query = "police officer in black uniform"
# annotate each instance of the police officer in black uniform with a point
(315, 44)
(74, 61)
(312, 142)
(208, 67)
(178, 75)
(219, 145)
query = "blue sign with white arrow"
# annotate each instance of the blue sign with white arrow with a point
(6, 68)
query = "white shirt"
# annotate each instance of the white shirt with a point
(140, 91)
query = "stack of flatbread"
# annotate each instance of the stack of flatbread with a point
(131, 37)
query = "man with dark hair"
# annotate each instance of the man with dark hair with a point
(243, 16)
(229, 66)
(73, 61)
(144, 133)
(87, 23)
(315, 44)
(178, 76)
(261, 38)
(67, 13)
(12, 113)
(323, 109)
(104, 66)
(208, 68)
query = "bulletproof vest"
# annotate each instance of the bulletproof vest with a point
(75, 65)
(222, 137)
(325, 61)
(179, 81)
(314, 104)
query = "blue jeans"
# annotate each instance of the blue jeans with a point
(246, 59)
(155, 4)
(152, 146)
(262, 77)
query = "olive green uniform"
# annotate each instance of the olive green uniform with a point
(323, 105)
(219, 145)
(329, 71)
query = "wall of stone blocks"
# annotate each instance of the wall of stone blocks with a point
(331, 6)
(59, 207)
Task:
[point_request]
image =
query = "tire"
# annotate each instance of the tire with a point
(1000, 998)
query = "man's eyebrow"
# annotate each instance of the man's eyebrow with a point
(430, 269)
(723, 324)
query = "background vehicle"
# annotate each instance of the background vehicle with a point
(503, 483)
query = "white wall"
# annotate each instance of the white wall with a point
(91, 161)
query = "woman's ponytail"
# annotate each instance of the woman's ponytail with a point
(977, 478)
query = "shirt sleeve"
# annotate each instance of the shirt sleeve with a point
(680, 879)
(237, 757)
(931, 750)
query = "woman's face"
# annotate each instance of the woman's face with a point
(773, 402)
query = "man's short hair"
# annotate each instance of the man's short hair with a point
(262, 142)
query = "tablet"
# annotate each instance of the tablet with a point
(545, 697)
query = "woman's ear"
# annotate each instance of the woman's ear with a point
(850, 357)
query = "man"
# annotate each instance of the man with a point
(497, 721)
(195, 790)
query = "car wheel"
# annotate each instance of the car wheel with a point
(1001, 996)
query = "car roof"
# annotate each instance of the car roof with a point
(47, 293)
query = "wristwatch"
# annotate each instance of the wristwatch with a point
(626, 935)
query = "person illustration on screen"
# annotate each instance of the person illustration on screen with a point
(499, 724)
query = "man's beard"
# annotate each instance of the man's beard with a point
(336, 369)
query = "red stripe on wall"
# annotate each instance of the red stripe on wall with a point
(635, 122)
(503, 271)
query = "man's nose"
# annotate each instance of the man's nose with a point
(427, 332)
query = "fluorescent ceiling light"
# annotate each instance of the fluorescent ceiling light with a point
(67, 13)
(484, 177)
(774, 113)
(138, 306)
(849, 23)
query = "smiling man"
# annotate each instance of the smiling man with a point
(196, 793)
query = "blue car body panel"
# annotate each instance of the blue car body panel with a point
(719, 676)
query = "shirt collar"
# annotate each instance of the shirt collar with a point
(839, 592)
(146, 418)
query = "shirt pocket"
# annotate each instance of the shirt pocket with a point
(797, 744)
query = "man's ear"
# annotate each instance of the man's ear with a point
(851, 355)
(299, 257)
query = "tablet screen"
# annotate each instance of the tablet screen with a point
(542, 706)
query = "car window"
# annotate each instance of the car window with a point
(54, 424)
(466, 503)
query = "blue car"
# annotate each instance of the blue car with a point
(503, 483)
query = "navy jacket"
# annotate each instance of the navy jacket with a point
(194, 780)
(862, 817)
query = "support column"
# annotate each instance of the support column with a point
..........
WHAT TO WORK ON:
Take the entries above and transcribe them exactly.

RESULT FOR THIS TASK:
query = "police officer in black uniform"
# annotate each instance of the police officer in black uniform with a point
(315, 44)
(74, 61)
(312, 142)
(208, 67)
(178, 75)
(219, 145)
query = "blue sign with white arrow"
# annotate each instance of the blue sign with white arrow with a point
(6, 68)
query = "white shirt"
# annotate each instance of the white shirt with a point
(140, 91)
query = "stack of flatbread"
# annotate each instance of the stack of flatbread with a point
(131, 37)
query = "man with dark hair"
# annotate each instance of the man with dark hair with a point
(243, 16)
(229, 66)
(73, 61)
(144, 133)
(87, 23)
(315, 44)
(178, 76)
(261, 38)
(67, 13)
(12, 113)
(323, 109)
(104, 66)
(208, 68)
query = "bulletproof vest"
# annotate each instance of the bulletproof vest with a point
(75, 65)
(222, 137)
(325, 61)
(179, 81)
(314, 104)
query = "blue jeans"
# annotate each instance of the blue jeans with a point
(246, 59)
(155, 4)
(152, 146)
(262, 77)
query = "olive green uniform"
# annotate each instance of the olive green uniform with a point
(323, 105)
(219, 145)
(329, 71)
query = "wall of stone blocks"
# annotate each instance of the wall of stone blocks with a point
(331, 6)
(59, 207)
Task:
[point_request]
image =
query = "tire"
# annotate each instance of the tire with a point
(1000, 998)
query = "man's eyebrow"
# annotate each instance of the man's eyebrow with a point
(430, 269)
(723, 324)
query = "background vehicle"
# annotate each instance of the background vehicle with a point
(503, 483)
query = "white wall"
# annotate each instance of the white wall with a point
(91, 161)
query = "woman's ponytail"
# annotate each instance of the woman's ponytail with a point
(977, 478)
query = "shirt sleeve"
# annotate each instance of the shirt sleeve with a point
(680, 879)
(237, 757)
(931, 750)
query = "woman's face"
# annotate each instance of the woman's face with a point
(773, 402)
query = "man's short hair"
# annotate each instance of the man's short hair with a point
(262, 142)
query = "tablet"
# annotate each instance of the tablet with a point
(545, 697)
query = "woman's ear"
# annotate each instance of the woman's ear with a point
(850, 357)
query = "man"
# annotate each instance of the man with a point
(497, 721)
(195, 790)
query = "car wheel"
# annotate each instance of the car wheel with a point
(1001, 996)
query = "car roof"
# annotate each instance of the car roof with a point
(47, 293)
query = "wristwatch"
# annotate each instance of the wristwatch with a point
(626, 935)
query = "person illustration on screen"
# annotate each instance of the person illustration on screen with a point
(499, 724)
query = "man's beard"
# annotate each instance of the man's beard with a point
(336, 369)
query = "red stripe on wall"
# annotate each instance of the red stripe on wall with a point
(635, 122)
(503, 271)
query = "man's nose"
# annotate each instance of the man's nose with a point
(427, 332)
query = "fluorescent ceiling light"
# annotate each instance of the fluorescent ceiling light with a point
(67, 13)
(484, 177)
(774, 113)
(138, 306)
(849, 23)
query = "smiling man"
# annotate each instance of the smiling man with a point
(196, 793)
query = "blue car body panel"
# annotate each instance of the blue car body panel with a point
(719, 676)
query = "shirt collar"
# annotate each instance of the shirt collar with a point
(839, 592)
(146, 418)
query = "shirt pocket"
# annotate each instance of the shirt pocket with a point
(797, 744)
query = "man's ear"
# annotate each instance of the man's ear with a point
(851, 355)
(299, 257)
query = "tablet screen"
# annotate each instance of the tablet screen with a point
(542, 706)
query = "car window"
# annotate each instance of the car window with a point
(54, 424)
(466, 503)
query = "blue car"
# annotate each instance of the blue car with a point
(503, 483)
query = "navy jacket"
# annotate each instance of the navy jacket with a point
(194, 780)
(862, 817)
query = "support column"
# annotate each instance of the support column with a point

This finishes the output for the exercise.